(Image point grounding data)

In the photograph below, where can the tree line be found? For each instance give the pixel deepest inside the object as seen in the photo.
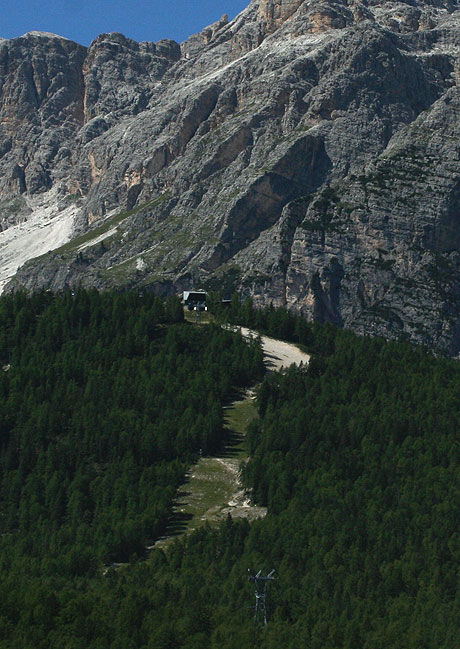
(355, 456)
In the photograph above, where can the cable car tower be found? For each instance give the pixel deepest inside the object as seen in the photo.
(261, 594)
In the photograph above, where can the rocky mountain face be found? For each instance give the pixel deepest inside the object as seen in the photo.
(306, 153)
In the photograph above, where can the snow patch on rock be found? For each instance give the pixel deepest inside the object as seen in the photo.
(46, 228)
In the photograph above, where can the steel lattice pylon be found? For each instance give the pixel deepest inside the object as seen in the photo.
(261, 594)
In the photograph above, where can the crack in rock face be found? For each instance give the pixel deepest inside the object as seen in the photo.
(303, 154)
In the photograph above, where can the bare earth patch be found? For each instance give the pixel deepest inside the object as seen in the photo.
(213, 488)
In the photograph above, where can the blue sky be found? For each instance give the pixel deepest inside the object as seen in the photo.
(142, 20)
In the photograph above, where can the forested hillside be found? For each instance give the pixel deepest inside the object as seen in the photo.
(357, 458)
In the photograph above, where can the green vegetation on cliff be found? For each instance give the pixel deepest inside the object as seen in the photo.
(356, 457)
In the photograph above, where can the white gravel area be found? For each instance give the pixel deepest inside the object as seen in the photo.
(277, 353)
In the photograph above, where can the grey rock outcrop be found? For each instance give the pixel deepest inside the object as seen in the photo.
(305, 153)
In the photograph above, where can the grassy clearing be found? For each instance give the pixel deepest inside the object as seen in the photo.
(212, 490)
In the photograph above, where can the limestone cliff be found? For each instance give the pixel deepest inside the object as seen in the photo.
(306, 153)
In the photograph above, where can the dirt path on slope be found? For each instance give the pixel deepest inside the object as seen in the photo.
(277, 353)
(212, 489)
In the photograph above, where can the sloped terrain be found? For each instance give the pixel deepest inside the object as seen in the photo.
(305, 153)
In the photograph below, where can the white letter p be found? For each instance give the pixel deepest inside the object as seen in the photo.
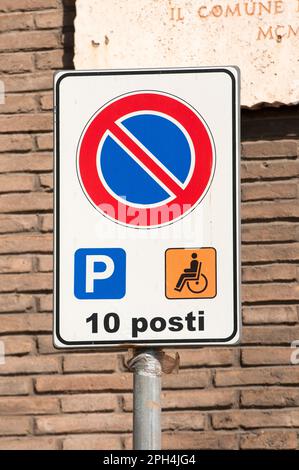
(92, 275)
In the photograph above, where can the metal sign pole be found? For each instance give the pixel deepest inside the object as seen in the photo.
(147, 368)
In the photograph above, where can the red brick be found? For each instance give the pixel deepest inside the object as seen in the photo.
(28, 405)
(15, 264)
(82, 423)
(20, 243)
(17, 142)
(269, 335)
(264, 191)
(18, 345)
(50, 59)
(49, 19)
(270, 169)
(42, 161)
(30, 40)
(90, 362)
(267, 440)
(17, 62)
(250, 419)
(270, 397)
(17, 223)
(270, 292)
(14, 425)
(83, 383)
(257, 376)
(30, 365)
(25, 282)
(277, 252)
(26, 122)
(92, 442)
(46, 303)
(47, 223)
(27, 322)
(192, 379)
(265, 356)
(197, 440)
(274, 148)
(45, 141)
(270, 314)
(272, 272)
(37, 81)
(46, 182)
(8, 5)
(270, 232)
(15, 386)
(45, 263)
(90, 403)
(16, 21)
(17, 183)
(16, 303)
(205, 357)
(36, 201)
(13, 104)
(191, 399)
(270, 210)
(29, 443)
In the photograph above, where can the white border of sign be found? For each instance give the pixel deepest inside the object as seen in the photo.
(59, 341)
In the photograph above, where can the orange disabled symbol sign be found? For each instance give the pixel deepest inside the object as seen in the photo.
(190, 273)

Exercise instructions →
Leave every picture out. Retype the remaining data exactly.

Result for this exercise →
In the photograph below, where can the tree line be found? For each instance give the pixel deepest inside the object as seen in the photo.
(355, 456)
In the photograph above, where can the cable car tower be found? For each instance give the pixel deepest inside the object as seen in the photo.
(261, 594)
In the photograph above, where can the rocky mountain face be found? For each instance give the pixel deepest inside the object as seen in the photo.
(306, 153)
In the photograph above, where can the snow patch on rock be found? For each instance give the pixel deepest inside the object as seen in the photo.
(46, 228)
In the photograph above, where can the steel lattice pylon be found? For each instance give the pixel deepest inside the object as seen in the photo.
(261, 594)
In the photograph above, where can the crack in rock face be found? For each instance give the pixel deepest inside the object as seen in the photo.
(303, 154)
In the photograph above, where can the bare earth patch be found? For each instance give the pixel deepest inside the object as seen in the photo.
(213, 488)
In the photograph above, where can the blue sky be found? For each instance give the pixel deepest inside the object as seen in the photo.
(142, 20)
In the photograph above, where can the forested hillside be found? For each instance give the pixel deepest inside the object as seen in the photo.
(357, 458)
In the photograph above, where can the green vegetation on cliff be found? For each instance give the pixel deepest inside the object as seen in the photo.
(356, 457)
In the photograph above, where can the white gravel area be found? For each instance give the pixel deepest inside the object as seen in the photo.
(277, 353)
In the photograph above, where can the grey rock outcrop be found? For each instance give the pixel deepest inside the object as seen in the photo.
(305, 153)
In the photograph above, where can the grassy clearing be found? For each instance give the pixel deepest inside the object as seen in the photo.
(212, 490)
In the photograph above, where can the limestone cliff be found? For each instance give the pixel deepest inside the object as seen in the photo.
(306, 153)
In the photograph above, where can the dirt path on slope be found? For each instance give the pixel deepest inside the object as seen in the photo.
(277, 353)
(212, 489)
In the photograph above, where can the sloped terrain be found? For each instance give the pixel deepest inside the object as seen in the photo.
(305, 153)
In the photograph below, where can the white letter p be found? For each instance give the pixel deepest inside the object as seen in the photo.
(92, 275)
In the photograph above, where can the metal sign pole be found? For each instance give the pixel deepest inside the object as seen in the photo.
(147, 368)
In the photograph above, where can the red brick be found? For each instance give the pixel deepest inside the object as seen in the photo.
(28, 405)
(15, 264)
(82, 423)
(20, 243)
(17, 142)
(269, 335)
(264, 191)
(18, 345)
(50, 59)
(49, 19)
(270, 169)
(42, 161)
(30, 40)
(90, 362)
(267, 440)
(17, 62)
(250, 419)
(270, 397)
(17, 223)
(270, 292)
(14, 425)
(83, 383)
(257, 376)
(30, 365)
(25, 282)
(277, 252)
(26, 122)
(92, 442)
(46, 303)
(47, 223)
(27, 322)
(192, 379)
(265, 356)
(197, 440)
(274, 148)
(45, 141)
(270, 314)
(272, 272)
(37, 81)
(46, 182)
(8, 5)
(270, 232)
(15, 386)
(45, 263)
(90, 403)
(16, 21)
(17, 183)
(16, 303)
(205, 357)
(36, 201)
(13, 104)
(191, 399)
(270, 210)
(29, 443)
In the photograph above, where can the white border of sign be found? For each instance give the pixel deepest inside the object as seen in the photo.
(59, 341)
In the photograph above, where can the orange disabled symbol sign be found? For each instance give the pixel deepest inside the object as seen in the photo.
(190, 273)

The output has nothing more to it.